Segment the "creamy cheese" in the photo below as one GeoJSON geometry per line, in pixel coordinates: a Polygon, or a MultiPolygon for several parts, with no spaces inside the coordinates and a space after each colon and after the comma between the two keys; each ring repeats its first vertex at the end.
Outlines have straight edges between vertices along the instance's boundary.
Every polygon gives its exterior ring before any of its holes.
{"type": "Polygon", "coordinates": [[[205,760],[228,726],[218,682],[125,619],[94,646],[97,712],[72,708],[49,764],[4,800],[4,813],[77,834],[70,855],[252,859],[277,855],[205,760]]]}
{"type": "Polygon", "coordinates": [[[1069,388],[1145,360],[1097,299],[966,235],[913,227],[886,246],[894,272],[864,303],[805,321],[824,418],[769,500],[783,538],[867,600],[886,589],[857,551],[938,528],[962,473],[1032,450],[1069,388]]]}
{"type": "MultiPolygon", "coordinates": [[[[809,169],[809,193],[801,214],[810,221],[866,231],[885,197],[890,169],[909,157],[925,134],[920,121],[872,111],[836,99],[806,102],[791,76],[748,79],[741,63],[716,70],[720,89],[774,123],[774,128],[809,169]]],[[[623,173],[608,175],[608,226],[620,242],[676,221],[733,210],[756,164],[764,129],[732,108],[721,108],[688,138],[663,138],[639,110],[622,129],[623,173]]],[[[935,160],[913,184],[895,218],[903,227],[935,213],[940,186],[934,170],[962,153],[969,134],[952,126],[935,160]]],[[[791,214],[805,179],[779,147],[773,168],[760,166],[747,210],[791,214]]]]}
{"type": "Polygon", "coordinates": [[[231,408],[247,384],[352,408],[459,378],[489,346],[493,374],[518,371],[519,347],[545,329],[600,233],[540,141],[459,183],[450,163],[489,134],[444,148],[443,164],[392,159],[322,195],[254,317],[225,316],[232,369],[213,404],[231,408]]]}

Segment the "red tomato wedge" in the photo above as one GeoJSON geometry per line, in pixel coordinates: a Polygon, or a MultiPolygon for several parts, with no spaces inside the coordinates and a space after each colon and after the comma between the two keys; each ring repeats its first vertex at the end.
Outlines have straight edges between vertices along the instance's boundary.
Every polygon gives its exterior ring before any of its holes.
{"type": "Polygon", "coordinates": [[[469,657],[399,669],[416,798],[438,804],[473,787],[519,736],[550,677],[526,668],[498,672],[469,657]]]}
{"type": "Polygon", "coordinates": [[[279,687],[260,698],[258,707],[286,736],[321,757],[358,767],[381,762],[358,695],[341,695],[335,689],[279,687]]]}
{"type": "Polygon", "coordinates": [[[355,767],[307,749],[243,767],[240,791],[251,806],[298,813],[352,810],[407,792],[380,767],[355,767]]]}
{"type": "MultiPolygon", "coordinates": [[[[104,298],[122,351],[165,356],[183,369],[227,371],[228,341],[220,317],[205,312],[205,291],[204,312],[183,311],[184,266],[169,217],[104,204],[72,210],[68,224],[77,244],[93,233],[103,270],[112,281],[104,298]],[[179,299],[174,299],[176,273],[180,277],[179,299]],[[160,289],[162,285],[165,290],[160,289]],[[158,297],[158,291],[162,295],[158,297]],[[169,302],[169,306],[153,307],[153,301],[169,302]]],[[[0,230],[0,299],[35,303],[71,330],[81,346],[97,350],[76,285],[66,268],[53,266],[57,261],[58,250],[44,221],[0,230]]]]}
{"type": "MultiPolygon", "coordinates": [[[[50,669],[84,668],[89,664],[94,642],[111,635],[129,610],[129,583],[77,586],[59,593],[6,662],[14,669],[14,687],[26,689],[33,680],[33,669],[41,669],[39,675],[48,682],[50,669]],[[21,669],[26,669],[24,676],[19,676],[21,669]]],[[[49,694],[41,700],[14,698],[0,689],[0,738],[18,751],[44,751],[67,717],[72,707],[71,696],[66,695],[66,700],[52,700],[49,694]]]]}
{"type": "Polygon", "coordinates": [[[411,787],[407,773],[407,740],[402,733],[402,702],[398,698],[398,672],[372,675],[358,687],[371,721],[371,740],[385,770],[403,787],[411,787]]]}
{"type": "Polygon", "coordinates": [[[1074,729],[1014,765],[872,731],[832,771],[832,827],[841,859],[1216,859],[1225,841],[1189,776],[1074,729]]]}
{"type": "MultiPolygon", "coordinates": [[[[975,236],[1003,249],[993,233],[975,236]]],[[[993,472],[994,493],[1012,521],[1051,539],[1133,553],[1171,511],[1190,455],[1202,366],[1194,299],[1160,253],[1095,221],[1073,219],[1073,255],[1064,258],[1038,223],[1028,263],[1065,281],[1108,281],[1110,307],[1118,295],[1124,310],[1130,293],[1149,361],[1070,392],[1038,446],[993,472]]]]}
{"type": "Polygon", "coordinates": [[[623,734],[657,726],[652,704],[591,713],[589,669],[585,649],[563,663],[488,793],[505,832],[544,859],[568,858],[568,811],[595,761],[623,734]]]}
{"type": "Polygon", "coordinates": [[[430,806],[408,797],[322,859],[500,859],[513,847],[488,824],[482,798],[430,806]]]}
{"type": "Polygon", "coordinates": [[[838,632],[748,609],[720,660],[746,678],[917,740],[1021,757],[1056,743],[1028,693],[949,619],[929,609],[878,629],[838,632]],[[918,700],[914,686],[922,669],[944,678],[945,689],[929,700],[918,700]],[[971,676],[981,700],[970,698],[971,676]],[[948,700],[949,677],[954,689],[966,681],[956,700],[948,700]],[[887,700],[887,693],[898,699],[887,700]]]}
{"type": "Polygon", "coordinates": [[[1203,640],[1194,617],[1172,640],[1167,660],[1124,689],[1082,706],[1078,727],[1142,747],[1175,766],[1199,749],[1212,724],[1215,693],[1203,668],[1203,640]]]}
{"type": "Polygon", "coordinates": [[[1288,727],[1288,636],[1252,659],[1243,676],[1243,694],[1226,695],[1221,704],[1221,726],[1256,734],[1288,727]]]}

——————

Write an exact transcription of every entry above.

Segment the "creamy cheese" in the photo below as one GeoJSON geometry per line, in pixel coordinates: a Polygon, or a MultiPolygon for several parts, with no spaces inside the coordinates and a space after each colon and after the comma between the two keys; each ring repeats its first vertex at the end.
Outlines have straight edges between vertices along the instance's boundary.
Every polygon gives its exterior ring before any of its holes.
{"type": "Polygon", "coordinates": [[[205,760],[228,726],[218,682],[125,619],[94,646],[97,712],[72,708],[49,764],[4,800],[4,813],[77,834],[70,855],[252,859],[277,855],[205,760]]]}
{"type": "Polygon", "coordinates": [[[1069,388],[1145,360],[1097,299],[966,235],[913,227],[886,246],[894,272],[864,303],[805,321],[824,418],[769,500],[783,538],[867,600],[886,589],[857,551],[938,528],[962,473],[1032,450],[1069,388]]]}
{"type": "MultiPolygon", "coordinates": [[[[809,169],[809,193],[801,214],[810,221],[866,231],[885,197],[890,169],[909,157],[925,134],[920,121],[872,111],[836,99],[806,102],[791,76],[748,79],[741,63],[716,70],[720,89],[774,123],[774,128],[809,169]]],[[[623,173],[608,175],[608,226],[620,242],[676,221],[733,210],[756,164],[764,129],[732,108],[721,108],[688,138],[663,138],[639,110],[622,129],[623,173]]],[[[935,160],[913,184],[895,218],[903,227],[935,213],[940,186],[934,170],[962,153],[969,134],[952,126],[935,160]]],[[[791,214],[805,179],[779,147],[773,168],[760,166],[747,210],[791,214]]]]}
{"type": "Polygon", "coordinates": [[[231,408],[247,384],[352,408],[459,378],[489,346],[493,374],[518,371],[519,347],[545,329],[600,233],[540,141],[459,183],[450,163],[489,134],[444,148],[443,164],[392,159],[322,195],[254,317],[225,316],[232,369],[213,404],[231,408]]]}

Segment the "red tomato wedge" in the photo above as one GeoJSON geometry per line, in pixel coordinates: a Polygon, or a MultiPolygon for several parts, with no spaces inside the coordinates and a space after each colon and after the comma between the two keys; each ring repeats its first vertex at the end.
Outlines have straight edges between vertices along the instance's boundary.
Every polygon gives its exterior ring before any of its holes.
{"type": "Polygon", "coordinates": [[[469,657],[399,669],[416,798],[438,804],[473,787],[519,736],[550,677],[526,668],[498,672],[469,657]]]}
{"type": "Polygon", "coordinates": [[[279,687],[260,698],[258,707],[286,736],[321,757],[358,767],[381,762],[358,695],[341,695],[335,689],[279,687]]]}
{"type": "Polygon", "coordinates": [[[355,767],[307,749],[243,767],[240,791],[251,806],[298,813],[352,810],[407,792],[380,767],[355,767]]]}
{"type": "MultiPolygon", "coordinates": [[[[104,298],[122,351],[165,356],[183,369],[227,371],[228,341],[220,317],[205,312],[205,291],[204,312],[183,311],[184,266],[169,217],[104,204],[72,210],[68,224],[77,244],[93,233],[103,270],[112,281],[104,298]],[[179,299],[174,299],[176,273],[180,277],[179,299]],[[160,289],[162,285],[165,290],[160,289]],[[158,297],[158,291],[162,295],[158,297]],[[169,302],[169,306],[153,307],[153,301],[169,302]]],[[[0,230],[0,299],[35,303],[71,330],[81,346],[97,350],[76,285],[66,268],[53,266],[57,261],[58,250],[44,221],[0,230]]]]}
{"type": "MultiPolygon", "coordinates": [[[[50,669],[84,668],[89,664],[94,642],[111,635],[129,610],[129,583],[77,586],[59,593],[6,662],[14,669],[14,687],[26,689],[33,680],[33,669],[41,669],[39,675],[48,682],[50,669]],[[21,669],[26,669],[24,676],[19,676],[21,669]]],[[[49,694],[41,700],[14,698],[0,689],[0,738],[18,751],[44,751],[67,717],[72,707],[71,696],[66,695],[66,700],[52,700],[49,694]]]]}
{"type": "Polygon", "coordinates": [[[411,787],[407,773],[407,740],[402,733],[402,702],[398,698],[398,672],[372,675],[358,687],[371,721],[371,740],[385,770],[403,787],[411,787]]]}
{"type": "Polygon", "coordinates": [[[1074,729],[1014,765],[872,731],[832,771],[832,827],[841,859],[1216,859],[1225,841],[1189,776],[1074,729]]]}
{"type": "MultiPolygon", "coordinates": [[[[975,236],[1003,249],[993,233],[975,236]]],[[[993,472],[994,493],[1012,521],[1051,539],[1133,553],[1171,511],[1190,455],[1202,366],[1194,299],[1160,253],[1095,221],[1073,219],[1073,255],[1064,258],[1038,223],[1028,263],[1065,281],[1108,281],[1110,307],[1118,295],[1124,310],[1130,293],[1149,361],[1070,392],[1038,446],[993,472]]]]}
{"type": "Polygon", "coordinates": [[[623,734],[657,726],[652,704],[591,713],[589,669],[585,649],[563,663],[488,793],[505,832],[544,859],[568,858],[568,811],[595,761],[623,734]]]}
{"type": "Polygon", "coordinates": [[[430,806],[408,797],[322,859],[500,859],[513,847],[488,824],[482,798],[430,806]]]}
{"type": "Polygon", "coordinates": [[[838,632],[748,609],[720,660],[746,678],[917,740],[1021,757],[1056,743],[1028,693],[949,619],[929,609],[878,629],[838,632]],[[918,700],[914,686],[922,669],[944,678],[945,689],[929,700],[918,700]],[[971,676],[981,700],[970,698],[971,676]],[[948,700],[949,677],[954,689],[966,681],[956,700],[948,700]],[[887,700],[887,693],[898,699],[887,700]]]}
{"type": "Polygon", "coordinates": [[[1203,640],[1194,617],[1172,640],[1167,660],[1124,689],[1082,706],[1078,727],[1142,747],[1175,766],[1199,749],[1212,724],[1215,693],[1203,668],[1203,640]]]}
{"type": "Polygon", "coordinates": [[[1288,727],[1288,636],[1252,659],[1243,676],[1243,694],[1226,695],[1221,704],[1221,726],[1256,734],[1288,727]]]}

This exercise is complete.